DATA PROVIDED Start Marker

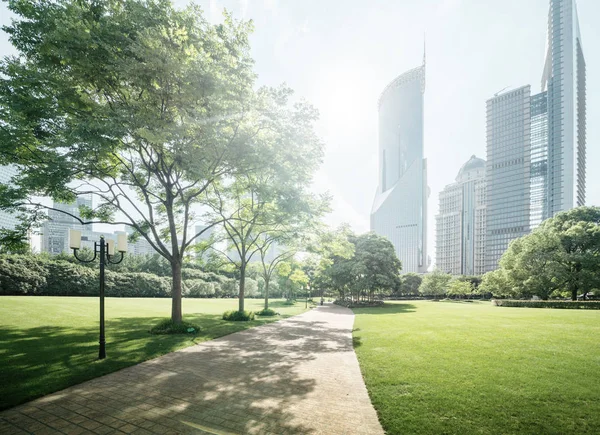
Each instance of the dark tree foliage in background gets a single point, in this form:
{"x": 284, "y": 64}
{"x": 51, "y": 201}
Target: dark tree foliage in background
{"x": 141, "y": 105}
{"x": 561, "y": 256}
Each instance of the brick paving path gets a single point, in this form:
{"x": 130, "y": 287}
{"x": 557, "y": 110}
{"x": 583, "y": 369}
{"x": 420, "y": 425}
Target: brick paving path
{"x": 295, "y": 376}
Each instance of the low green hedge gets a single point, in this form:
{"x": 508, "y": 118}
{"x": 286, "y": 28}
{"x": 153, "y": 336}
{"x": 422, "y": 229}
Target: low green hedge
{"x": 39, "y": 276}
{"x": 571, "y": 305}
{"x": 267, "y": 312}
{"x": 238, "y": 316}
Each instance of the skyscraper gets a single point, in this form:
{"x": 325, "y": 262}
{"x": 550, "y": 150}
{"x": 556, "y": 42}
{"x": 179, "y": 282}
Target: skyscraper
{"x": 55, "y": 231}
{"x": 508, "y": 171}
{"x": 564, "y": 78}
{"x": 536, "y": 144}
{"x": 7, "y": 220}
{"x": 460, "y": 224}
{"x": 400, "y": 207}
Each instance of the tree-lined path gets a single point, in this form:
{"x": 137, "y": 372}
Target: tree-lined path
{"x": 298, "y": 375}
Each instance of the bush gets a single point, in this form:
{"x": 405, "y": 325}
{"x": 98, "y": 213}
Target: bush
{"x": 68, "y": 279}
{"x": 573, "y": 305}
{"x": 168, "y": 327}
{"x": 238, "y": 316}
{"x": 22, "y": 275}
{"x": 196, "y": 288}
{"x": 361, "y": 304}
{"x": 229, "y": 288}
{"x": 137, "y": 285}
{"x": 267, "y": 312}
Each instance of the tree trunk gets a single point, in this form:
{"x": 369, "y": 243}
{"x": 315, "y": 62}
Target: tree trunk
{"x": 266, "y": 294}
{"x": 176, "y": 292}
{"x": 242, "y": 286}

DATA PROVIDED End Marker

- **WHAT THE EXERCISE ASKS**:
Please show the lines of the material that contain the string "gets".

- **EXERCISE ANSWER**:
Each instance of the dark tree foliage in background gets a single point, in this form:
Each instance of the brick paving path gets a single point, in this form:
Each instance of the low green hedge gets a single point, in this form:
Each instance of the skyscraper gets a single point, in this form:
Each instance of the tree-lined path gets a single point, in this form:
Each instance of the bush gets a single point, in this form:
Each instance of the tree trunk gets a single point, in this form:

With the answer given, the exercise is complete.